◆ SUPPLIED PASSAGE
+++
DVD's can store more data than CDs for a few reasons:

  • Higher-density data storage
  • Less overhead, more area
  • Multi-layer storage

Higher Density Data Storage
Single-sided, single-layer DVDs can store about seven times more data than CDs. A large part of this increase comes from the pits and tracks being smaller on DVDs.

 

Specification

CD

DVD

Track Pitch

1600 nanometers

740 nanometers

Minimum Pit Length
(single-layer DVD)

830 nanometers

400 nanometers

Minimum Pit Length
(double-layer DVD)

830 nanometers

440 nanometers

Let's try to get an idea of how much more data can be stored due to the physically tighter spacing of pits on a DVD. The track pitch on a DVD is 2.16 times smaller, and the minimum pit length for a single-layer DVD is 2.08 times smaller than on a CD. By multiplying these two numbers, we find that there is room for about 4.5 times as many pits on a DVD. So where does the rest of the increase come from?

Less Overhead, More Area
On a CD, there is a lot of extra information encoded on the disc to allow for error correction -- this information is really just a repetition of information that is already on the disc. The error correction scheme that a CD uses is quite old and inefficient compared to the method used on DVDs. The DVD format doesn't waste as much space on error correction, enabling it to store much more real information. Another way that DVDs achieve higher capacity is by encoding data onto a slightly larger area of the disc than is done on a CD.  The combination of greater efficiency, technology and design allow DVD to hold a minimum of 7x more information than a Compact Disk.

Multi-Layer Storage
To increase the storage capacity even more, a DVD can have up to four layers, two on each side. The laser that reads the disc can actually focus on the second layer through the first layer. Here is a list of the capacities of different forms of DVDs:

 

Format

Capacity

Approx. Movie Time

Single-sided/single-layer

4.38 GB

2 hours

Single-sided/double-layer

7.95 GB

4 hours

Double-sided/single-layer

8.75 GB

4.5 hours

Double-sided/double-layer

15.9 GB

Over 8 hours

You may be wondering why the capacity of a DVD doesn't double when you add a whole second layer to the disc. This is because when a disc is made with two layers, the pits have to be a little longer, on both layers, than when a single layer is used. This helps to avoid interference between the layers, which would cause errors when the disc is played.
+++
◆ WHAT THE TASK ASKS
Copy the passage on DVD storage capacity word for word, from "400 nanometers" up to and including "increase come from?".

◆ RECORD EXCERPTS
+++
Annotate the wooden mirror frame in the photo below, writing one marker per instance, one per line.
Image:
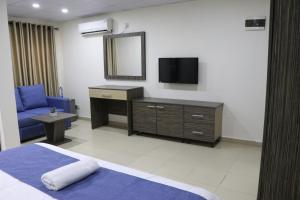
(143, 56)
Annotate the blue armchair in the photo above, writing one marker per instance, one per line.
(32, 101)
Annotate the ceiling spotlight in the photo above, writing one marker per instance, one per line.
(64, 10)
(36, 5)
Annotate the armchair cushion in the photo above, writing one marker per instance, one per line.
(33, 96)
(20, 107)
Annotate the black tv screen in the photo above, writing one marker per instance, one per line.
(178, 70)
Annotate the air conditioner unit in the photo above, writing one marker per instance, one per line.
(101, 26)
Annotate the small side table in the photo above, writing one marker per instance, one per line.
(55, 127)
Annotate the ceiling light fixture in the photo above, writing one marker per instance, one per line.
(64, 10)
(36, 5)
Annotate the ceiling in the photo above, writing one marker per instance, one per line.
(51, 9)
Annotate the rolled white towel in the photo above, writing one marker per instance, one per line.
(69, 174)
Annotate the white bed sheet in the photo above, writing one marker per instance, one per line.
(119, 168)
(13, 189)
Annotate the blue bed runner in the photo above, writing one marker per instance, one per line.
(29, 163)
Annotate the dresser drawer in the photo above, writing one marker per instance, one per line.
(169, 120)
(198, 114)
(202, 132)
(108, 94)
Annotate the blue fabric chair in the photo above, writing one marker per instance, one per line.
(32, 101)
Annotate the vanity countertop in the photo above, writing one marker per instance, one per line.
(115, 87)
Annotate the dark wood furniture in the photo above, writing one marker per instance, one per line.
(55, 127)
(110, 99)
(192, 120)
(280, 164)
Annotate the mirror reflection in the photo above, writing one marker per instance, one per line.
(124, 56)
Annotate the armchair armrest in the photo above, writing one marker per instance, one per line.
(58, 102)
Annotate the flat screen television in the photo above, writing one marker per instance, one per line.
(178, 70)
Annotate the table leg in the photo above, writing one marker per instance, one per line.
(55, 132)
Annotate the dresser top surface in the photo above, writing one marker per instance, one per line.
(180, 102)
(115, 87)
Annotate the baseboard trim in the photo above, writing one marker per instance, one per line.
(84, 118)
(239, 141)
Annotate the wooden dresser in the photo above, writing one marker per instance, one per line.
(191, 120)
(111, 99)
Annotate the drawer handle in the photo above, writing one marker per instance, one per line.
(150, 106)
(198, 116)
(160, 107)
(197, 133)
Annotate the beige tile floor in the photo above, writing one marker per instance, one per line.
(230, 170)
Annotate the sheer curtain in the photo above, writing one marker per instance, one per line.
(33, 55)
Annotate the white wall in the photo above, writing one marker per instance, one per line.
(233, 62)
(9, 131)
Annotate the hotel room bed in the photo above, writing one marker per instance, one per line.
(110, 182)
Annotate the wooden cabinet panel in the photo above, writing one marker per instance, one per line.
(170, 120)
(201, 132)
(198, 114)
(144, 117)
(191, 120)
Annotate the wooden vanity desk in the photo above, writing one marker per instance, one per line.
(111, 99)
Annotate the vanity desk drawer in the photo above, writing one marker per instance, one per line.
(108, 94)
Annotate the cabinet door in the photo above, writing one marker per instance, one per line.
(170, 120)
(144, 117)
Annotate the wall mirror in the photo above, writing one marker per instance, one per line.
(125, 56)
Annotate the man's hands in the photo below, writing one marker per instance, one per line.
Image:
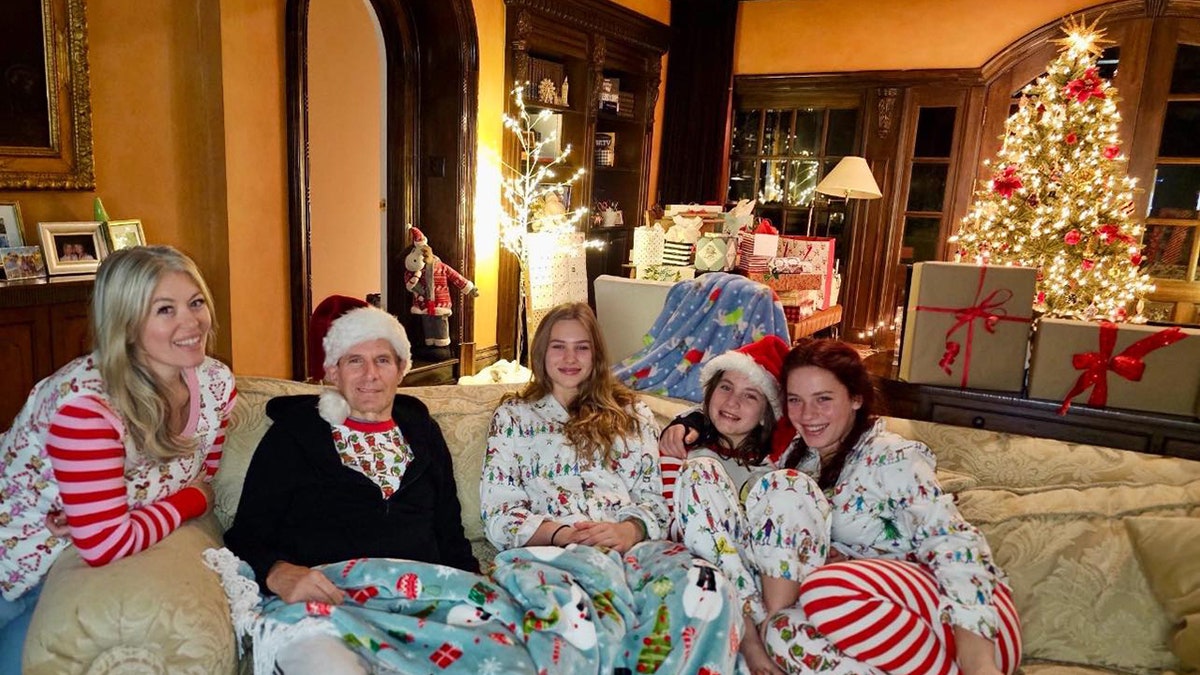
(294, 583)
(618, 536)
(675, 438)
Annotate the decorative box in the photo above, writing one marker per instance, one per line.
(666, 273)
(647, 246)
(967, 326)
(714, 252)
(1119, 365)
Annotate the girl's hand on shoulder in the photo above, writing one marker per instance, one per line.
(617, 536)
(675, 438)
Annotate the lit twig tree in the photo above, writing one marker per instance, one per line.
(1060, 198)
(526, 189)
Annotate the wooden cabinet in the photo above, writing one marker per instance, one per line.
(1131, 430)
(603, 51)
(43, 324)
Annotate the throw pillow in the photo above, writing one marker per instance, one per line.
(1168, 549)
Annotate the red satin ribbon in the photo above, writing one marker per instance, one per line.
(989, 309)
(1128, 364)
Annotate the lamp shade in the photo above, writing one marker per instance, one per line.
(851, 179)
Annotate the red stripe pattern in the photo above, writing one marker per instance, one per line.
(88, 458)
(883, 613)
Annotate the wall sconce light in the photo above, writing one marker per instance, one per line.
(851, 179)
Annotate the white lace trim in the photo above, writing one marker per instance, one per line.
(267, 635)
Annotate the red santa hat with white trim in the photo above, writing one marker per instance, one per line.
(761, 362)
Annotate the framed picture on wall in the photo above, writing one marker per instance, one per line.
(11, 234)
(72, 248)
(124, 234)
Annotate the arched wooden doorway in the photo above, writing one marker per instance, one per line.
(431, 100)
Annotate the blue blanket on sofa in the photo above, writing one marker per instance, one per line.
(702, 318)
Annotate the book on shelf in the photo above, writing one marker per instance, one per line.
(610, 95)
(606, 149)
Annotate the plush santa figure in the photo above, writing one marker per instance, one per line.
(429, 280)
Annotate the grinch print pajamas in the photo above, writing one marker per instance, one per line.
(900, 531)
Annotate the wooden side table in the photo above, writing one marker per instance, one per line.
(816, 322)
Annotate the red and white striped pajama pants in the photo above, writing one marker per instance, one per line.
(877, 616)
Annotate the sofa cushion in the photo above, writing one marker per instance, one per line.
(1169, 551)
(1077, 584)
(1005, 460)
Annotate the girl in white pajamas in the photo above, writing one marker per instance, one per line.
(910, 586)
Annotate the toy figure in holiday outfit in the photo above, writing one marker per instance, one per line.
(713, 461)
(429, 280)
(891, 527)
(147, 407)
(587, 499)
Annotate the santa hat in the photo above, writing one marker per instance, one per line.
(761, 362)
(329, 309)
(355, 327)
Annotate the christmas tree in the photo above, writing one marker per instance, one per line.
(1059, 198)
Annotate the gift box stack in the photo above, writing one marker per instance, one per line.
(970, 327)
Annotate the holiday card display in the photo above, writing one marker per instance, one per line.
(1127, 365)
(1059, 198)
(967, 326)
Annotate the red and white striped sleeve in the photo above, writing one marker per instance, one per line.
(89, 465)
(213, 459)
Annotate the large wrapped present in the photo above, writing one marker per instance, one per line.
(647, 245)
(714, 252)
(1126, 365)
(967, 326)
(666, 273)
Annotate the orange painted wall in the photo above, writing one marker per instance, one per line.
(797, 36)
(345, 149)
(157, 126)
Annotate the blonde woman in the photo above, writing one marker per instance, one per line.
(573, 496)
(117, 449)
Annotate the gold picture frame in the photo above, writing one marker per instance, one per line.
(72, 248)
(124, 234)
(46, 141)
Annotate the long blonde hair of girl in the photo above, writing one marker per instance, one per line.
(601, 413)
(120, 308)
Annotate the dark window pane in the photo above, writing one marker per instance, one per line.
(771, 180)
(1168, 251)
(741, 180)
(843, 132)
(802, 181)
(808, 132)
(919, 239)
(935, 132)
(1176, 191)
(1180, 135)
(927, 190)
(777, 132)
(1108, 61)
(745, 132)
(1186, 73)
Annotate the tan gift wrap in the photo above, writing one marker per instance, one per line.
(1126, 365)
(967, 326)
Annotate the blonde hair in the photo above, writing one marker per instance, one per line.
(603, 411)
(120, 306)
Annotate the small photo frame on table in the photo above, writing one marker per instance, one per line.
(124, 234)
(11, 233)
(22, 262)
(72, 248)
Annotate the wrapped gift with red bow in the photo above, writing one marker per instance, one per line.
(1119, 365)
(967, 326)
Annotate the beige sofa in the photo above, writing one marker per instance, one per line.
(1056, 515)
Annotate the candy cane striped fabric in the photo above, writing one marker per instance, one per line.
(885, 613)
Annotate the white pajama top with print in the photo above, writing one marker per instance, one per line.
(531, 475)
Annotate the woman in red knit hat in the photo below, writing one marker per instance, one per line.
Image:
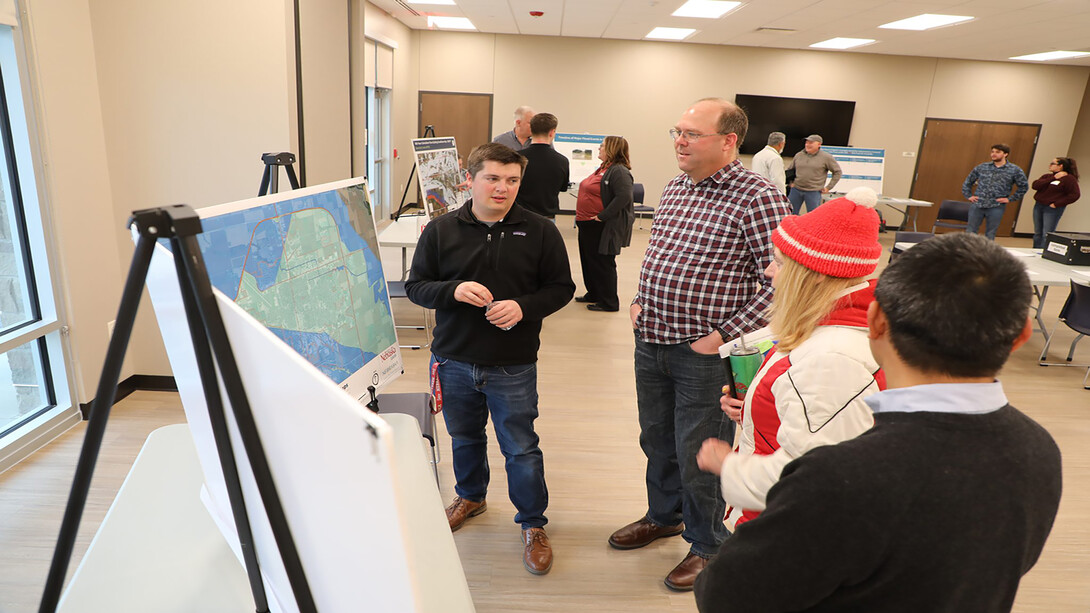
(810, 389)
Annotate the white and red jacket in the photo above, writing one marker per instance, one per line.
(802, 399)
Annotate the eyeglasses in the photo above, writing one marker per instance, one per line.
(689, 135)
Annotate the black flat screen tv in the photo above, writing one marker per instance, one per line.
(797, 118)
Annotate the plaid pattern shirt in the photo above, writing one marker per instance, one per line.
(704, 266)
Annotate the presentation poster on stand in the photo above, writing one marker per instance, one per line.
+++
◆ OUTPUT OF THE TASK
400 nanometers

Minimum Pit Length
(double-layer DVD)

830 nanometers

440 nanometers

Let's try to get an idea of how much more data can be stored due to the physically tighter spacing of pits on a DVD. The track pitch on a DVD is 2.16 times smaller, and the minimum pit length for a single-layer DVD is 2.08 times smaller than on a CD. By multiplying these two numbers, we find that there is room for about 4.5 times as many pits on a DVD. So where does the rest of the increase come from?